• _WORK INSTRUCTIONS_:
Please find each line in the material below that contains the word "wall", and copy those lines out in full.

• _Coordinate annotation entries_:
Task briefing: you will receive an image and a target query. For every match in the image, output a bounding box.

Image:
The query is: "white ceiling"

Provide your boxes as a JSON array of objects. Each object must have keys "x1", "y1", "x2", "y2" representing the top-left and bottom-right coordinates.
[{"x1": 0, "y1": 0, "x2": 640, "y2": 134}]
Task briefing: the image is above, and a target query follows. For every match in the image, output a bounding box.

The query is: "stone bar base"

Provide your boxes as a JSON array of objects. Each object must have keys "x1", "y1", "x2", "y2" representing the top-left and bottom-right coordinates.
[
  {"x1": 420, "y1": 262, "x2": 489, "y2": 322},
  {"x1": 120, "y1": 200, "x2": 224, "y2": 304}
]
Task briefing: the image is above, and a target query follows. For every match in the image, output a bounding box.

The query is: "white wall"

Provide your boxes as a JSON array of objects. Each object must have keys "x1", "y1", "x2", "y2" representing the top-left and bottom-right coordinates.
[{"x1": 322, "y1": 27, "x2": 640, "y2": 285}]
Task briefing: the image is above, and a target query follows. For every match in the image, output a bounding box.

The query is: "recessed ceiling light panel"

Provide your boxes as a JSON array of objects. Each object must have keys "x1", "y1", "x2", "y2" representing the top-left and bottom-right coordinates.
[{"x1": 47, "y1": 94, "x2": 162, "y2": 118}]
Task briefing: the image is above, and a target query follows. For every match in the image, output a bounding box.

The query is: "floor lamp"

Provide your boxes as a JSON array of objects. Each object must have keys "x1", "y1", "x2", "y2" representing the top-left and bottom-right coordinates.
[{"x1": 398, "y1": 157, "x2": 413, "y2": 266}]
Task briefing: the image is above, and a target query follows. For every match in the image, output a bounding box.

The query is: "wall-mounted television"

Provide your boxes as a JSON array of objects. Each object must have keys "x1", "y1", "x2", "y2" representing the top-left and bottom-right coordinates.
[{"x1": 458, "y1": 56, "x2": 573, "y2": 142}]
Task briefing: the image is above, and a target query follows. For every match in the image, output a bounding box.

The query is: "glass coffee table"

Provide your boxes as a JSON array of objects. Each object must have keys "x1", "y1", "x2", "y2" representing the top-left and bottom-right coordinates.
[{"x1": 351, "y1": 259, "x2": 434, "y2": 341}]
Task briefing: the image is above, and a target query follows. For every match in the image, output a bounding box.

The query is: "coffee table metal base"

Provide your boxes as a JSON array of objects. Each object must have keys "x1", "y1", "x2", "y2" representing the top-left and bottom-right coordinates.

• _OUTPUT OF THE TASK_:
The query is: "white wall"
The query is: "wall-mounted television"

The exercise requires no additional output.